→ THE TASK
Retype, word for word, every line of the records below starting at the one that contains "Target: man's ear" and ending at the one that contains "as (552, 223)."; include both of those lines and nothing more.

Collected data entries
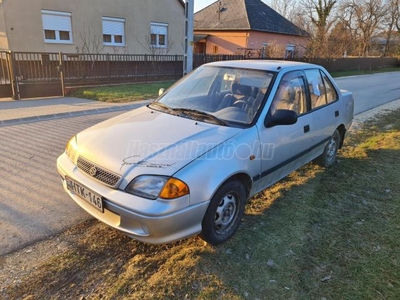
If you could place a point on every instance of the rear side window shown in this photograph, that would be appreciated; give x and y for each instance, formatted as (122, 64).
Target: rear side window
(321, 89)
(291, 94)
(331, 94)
* * *
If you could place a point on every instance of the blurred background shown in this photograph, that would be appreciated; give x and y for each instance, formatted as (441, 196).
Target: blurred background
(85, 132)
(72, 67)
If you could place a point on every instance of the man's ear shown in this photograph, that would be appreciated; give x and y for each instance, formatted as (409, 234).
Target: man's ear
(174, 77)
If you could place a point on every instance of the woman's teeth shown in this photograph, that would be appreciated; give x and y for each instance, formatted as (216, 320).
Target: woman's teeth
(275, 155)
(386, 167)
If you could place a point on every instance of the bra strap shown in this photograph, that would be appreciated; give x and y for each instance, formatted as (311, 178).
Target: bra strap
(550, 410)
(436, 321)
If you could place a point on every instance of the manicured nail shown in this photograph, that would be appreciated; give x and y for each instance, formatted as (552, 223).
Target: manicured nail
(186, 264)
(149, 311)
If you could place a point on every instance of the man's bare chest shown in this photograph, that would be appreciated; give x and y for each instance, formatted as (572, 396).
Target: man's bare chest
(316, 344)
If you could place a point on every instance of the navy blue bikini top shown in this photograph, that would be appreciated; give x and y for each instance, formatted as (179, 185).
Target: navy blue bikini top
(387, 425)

→ SOLUTION FOR THIS TASK
Target: man's ear
(174, 77)
If you could place a point on every instance of the woman's teeth shown in this photograph, that would be appreciated; give x and y for each instance, formatted as (216, 320).
Target: woman's teeth
(275, 155)
(386, 167)
If you could place a point on every instance of the bra strap shown in this photograph, that would be appreciated; give x and y for each instance, formatted as (311, 178).
Target: bra strap
(550, 410)
(436, 321)
If you could place a point on every instance of the manicured nail shown in this photograph, that would be appreciated; give x and y for each instance, formatted as (552, 223).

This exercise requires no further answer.